(Data entries)
-------------------------

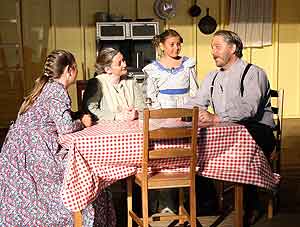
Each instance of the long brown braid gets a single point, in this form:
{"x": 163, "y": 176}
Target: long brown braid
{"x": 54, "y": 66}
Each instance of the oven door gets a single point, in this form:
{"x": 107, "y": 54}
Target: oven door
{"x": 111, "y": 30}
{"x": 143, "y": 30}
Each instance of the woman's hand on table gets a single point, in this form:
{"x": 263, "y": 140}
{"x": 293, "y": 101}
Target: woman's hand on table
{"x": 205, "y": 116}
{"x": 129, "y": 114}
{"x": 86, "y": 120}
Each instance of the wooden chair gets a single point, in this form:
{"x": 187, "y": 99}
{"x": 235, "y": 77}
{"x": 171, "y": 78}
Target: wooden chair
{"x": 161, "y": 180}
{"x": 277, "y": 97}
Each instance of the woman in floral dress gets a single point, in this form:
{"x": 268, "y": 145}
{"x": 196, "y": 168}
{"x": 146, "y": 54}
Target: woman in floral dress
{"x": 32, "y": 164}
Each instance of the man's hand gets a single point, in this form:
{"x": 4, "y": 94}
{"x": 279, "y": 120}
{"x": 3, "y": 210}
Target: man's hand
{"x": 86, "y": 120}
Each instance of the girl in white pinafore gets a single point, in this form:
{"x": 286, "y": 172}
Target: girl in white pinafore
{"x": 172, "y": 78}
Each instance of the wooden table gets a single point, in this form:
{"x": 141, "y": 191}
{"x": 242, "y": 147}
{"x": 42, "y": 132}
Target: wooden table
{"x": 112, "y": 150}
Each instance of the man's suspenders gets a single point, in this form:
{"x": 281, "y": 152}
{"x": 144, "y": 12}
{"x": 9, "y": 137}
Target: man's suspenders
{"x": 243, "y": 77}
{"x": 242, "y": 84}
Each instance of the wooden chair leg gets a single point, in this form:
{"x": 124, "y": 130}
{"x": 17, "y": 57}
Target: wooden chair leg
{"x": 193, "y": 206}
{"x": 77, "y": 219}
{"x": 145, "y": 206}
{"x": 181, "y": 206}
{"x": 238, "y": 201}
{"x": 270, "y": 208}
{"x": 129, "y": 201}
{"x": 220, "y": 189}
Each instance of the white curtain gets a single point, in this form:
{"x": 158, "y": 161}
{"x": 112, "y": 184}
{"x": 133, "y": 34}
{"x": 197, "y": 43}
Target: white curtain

-------------------------

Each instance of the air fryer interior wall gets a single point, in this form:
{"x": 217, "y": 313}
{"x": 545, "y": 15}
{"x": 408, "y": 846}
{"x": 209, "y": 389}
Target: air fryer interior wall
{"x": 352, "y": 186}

-------------------------

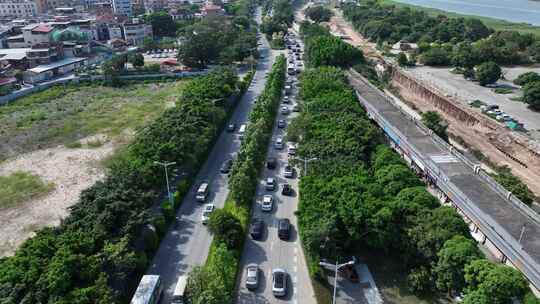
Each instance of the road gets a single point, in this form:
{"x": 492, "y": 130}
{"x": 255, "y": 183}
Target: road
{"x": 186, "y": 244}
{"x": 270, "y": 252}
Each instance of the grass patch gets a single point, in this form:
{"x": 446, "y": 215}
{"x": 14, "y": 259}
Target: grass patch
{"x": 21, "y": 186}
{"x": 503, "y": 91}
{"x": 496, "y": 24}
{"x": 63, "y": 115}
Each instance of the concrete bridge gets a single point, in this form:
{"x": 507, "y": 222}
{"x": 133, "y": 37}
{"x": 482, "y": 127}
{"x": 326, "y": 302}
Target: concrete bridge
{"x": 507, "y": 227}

-------------------------

**WORK TO BE COMPLETED**
Convert the lines of the records from the line containing "Each instance of the girl" through the line containing "Target: white curtain", inclusive, into a JSON list of strings, one string per line, leaving out blank lines.

**FINAL RESULT**
[
  "Each instance of the girl in white pinafore gets a single point, in this form:",
  "{\"x\": 286, \"y\": 172}",
  "Target: girl in white pinafore",
  "{\"x\": 172, \"y\": 78}",
  "Each instance of the wooden table gets a single point, in this form:",
  "{\"x\": 141, \"y\": 191}",
  "{\"x\": 242, \"y\": 147}",
  "{\"x\": 42, \"y\": 132}",
  "Target: wooden table",
  "{\"x\": 112, \"y\": 150}",
  "Each instance of the man's suspenders gets a single point, in this form:",
  "{\"x\": 281, \"y\": 152}",
  "{\"x\": 144, \"y\": 12}",
  "{\"x\": 9, \"y\": 137}",
  "Target: man's suspenders",
  "{\"x\": 243, \"y\": 77}",
  "{\"x\": 242, \"y\": 84}",
  "Each instance of the wooden chair leg gets a single point, in this form:",
  "{\"x\": 124, \"y\": 130}",
  "{\"x\": 17, \"y\": 57}",
  "Target: wooden chair leg",
  "{\"x\": 193, \"y\": 206}",
  "{\"x\": 77, \"y\": 219}",
  "{\"x\": 145, \"y\": 206}",
  "{\"x\": 181, \"y\": 206}",
  "{\"x\": 238, \"y\": 201}",
  "{\"x\": 270, \"y\": 208}",
  "{\"x\": 129, \"y\": 201}",
  "{\"x\": 220, \"y\": 189}",
  "Each instance of the white curtain gets a single point, in this form:",
  "{\"x\": 158, \"y\": 161}",
  "{\"x\": 112, \"y\": 184}",
  "{\"x\": 133, \"y\": 34}",
  "{\"x\": 197, \"y\": 43}",
  "Target: white curtain"
]